### Given passage

She drops another pebble. Plop. The
surface of the water explodes.

On a bench further down the
wharf an old man clips shades onto
his eye glasses. A woman with
curly hair sits down next to him and puts a
blanket across his knees. She shouts at
him to straighten his collar.

Surface tension. Ripples. Water lit by
late summer sunlight. Quickly it goes.
It cannot hold its shape.
Monday, November 23, 2009 9:57:20 AM (GMT Standard Time, UTC+00:00)
:recast, reinvented:

i decide to let myself turn
inside out. when i am little
the doctors put on heavy plaster,
then black bulky braces, to make
my feet, turned in, slide out.
they tell my parents, we do this

so when she grows up she can walk.
this is for her good. they do not
tell my parents, we do this so
when she grows up she will wonder
when what comes naturally turns
into wrong. let me now turn back in.

recast my toes in my own design, turn
them back into myself. so that i can walk
on my own two feet. this is for my good.

######

• [Problem to solve] Return the full passage above, word for word, from the pebble dropping into the water to the last line about walking on one's own two feet. Rely on the passage alone and nothing else.

### Given information

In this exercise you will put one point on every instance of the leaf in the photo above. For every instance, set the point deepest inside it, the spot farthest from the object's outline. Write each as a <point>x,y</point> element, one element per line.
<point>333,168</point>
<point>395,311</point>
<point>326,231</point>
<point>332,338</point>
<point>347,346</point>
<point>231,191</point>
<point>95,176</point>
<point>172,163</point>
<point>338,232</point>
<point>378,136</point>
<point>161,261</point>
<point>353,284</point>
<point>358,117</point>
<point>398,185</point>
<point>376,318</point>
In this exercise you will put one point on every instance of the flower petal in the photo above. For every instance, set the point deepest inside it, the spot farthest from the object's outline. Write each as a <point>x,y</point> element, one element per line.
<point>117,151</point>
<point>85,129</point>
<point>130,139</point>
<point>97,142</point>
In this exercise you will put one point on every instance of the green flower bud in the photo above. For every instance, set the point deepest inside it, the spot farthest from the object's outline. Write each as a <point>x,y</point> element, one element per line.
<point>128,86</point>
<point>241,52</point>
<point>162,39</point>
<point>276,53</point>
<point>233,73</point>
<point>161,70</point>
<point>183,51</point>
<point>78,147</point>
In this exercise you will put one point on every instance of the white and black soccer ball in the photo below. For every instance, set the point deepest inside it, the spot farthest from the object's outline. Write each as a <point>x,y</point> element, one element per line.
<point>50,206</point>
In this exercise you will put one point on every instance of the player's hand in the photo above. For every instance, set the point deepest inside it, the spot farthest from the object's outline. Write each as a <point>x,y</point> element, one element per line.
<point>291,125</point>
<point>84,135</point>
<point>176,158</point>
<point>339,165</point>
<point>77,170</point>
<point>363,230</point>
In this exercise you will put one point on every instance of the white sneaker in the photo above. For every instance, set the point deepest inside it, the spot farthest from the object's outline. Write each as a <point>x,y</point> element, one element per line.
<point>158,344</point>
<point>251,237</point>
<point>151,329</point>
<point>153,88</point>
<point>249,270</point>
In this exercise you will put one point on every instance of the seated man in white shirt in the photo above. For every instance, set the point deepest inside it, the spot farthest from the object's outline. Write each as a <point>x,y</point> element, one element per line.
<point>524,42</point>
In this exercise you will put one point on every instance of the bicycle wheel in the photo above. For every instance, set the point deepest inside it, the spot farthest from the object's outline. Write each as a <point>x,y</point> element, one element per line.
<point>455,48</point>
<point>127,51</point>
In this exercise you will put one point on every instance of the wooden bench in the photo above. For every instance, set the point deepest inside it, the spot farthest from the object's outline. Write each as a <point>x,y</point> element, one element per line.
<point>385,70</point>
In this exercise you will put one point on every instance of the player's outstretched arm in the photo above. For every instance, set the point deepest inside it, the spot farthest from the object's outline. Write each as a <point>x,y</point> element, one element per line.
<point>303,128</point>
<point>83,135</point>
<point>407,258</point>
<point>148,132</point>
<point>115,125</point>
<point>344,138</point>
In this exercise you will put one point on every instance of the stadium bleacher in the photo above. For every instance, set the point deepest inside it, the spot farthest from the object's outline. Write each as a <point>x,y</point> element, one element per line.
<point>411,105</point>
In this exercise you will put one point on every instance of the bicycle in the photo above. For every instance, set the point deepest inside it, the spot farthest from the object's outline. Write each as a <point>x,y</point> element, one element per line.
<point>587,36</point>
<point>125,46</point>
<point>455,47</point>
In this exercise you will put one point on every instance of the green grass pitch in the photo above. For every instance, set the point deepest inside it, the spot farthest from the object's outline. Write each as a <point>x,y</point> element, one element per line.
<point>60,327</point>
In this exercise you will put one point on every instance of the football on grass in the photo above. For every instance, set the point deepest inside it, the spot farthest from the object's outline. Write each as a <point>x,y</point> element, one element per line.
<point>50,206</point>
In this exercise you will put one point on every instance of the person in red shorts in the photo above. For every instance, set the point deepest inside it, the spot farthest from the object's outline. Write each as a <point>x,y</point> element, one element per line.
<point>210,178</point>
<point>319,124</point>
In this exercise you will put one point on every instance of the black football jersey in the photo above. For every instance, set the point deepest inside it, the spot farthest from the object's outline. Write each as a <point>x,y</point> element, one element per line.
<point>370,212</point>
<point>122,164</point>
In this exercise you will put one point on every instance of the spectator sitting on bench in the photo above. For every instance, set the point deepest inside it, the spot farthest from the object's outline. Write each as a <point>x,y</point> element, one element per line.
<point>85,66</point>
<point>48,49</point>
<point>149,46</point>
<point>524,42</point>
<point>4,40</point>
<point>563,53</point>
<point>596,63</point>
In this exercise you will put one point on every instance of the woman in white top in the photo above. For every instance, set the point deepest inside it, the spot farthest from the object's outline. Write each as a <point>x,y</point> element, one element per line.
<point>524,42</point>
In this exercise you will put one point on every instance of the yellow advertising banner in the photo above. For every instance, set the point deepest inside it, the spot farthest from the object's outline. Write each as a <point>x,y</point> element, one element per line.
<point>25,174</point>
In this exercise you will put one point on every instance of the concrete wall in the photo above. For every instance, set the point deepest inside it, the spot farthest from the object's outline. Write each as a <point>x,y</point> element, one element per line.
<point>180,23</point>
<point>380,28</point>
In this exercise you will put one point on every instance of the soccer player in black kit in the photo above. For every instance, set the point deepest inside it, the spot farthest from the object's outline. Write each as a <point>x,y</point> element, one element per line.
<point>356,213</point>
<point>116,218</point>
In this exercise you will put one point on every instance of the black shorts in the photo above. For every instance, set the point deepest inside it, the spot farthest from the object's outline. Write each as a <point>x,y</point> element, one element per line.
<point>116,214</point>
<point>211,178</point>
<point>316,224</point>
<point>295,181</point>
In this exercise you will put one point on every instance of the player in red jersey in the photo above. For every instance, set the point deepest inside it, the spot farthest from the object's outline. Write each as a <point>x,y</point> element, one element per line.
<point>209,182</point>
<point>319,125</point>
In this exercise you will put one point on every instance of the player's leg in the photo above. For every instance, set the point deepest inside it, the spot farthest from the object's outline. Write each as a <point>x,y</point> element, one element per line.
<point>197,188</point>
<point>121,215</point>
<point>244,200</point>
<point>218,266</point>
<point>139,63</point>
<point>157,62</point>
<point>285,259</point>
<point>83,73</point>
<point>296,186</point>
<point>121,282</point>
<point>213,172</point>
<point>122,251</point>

######

• [Written answer]
She drops another pebble. Plop. The
surface of the water explodes.

On a bench further down the
wharf an old man clips shades onto
his eye glasses. A woman with
curly hair sits down next to him and puts a
blanket across his knees. She shouts at
him to straighten his collar.

Surface tension. Ripples. Water lit by
late summer sunlight. Quickly it goes.
It cannot hold its shape.
Monday, November 23, 2009 9:57:20 AM (GMT Standard Time, UTC+00:00)
:recast, reinvented:

i decide to let myself turn
inside out. when i am little
the doctors put on heavy plaster,
then black bulky braces, to make
my feet, turned in, slide out.
they tell my parents, we do this

so when she grows up she can walk.
this is for her good. they do not
tell my parents, we do this so
when she grows up she will wonder
when what comes naturally turns
into wrong. let me now turn back in.

recast my toes in my own design, turn
them back into myself. so that i can walk
on my own two feet. this is for my good.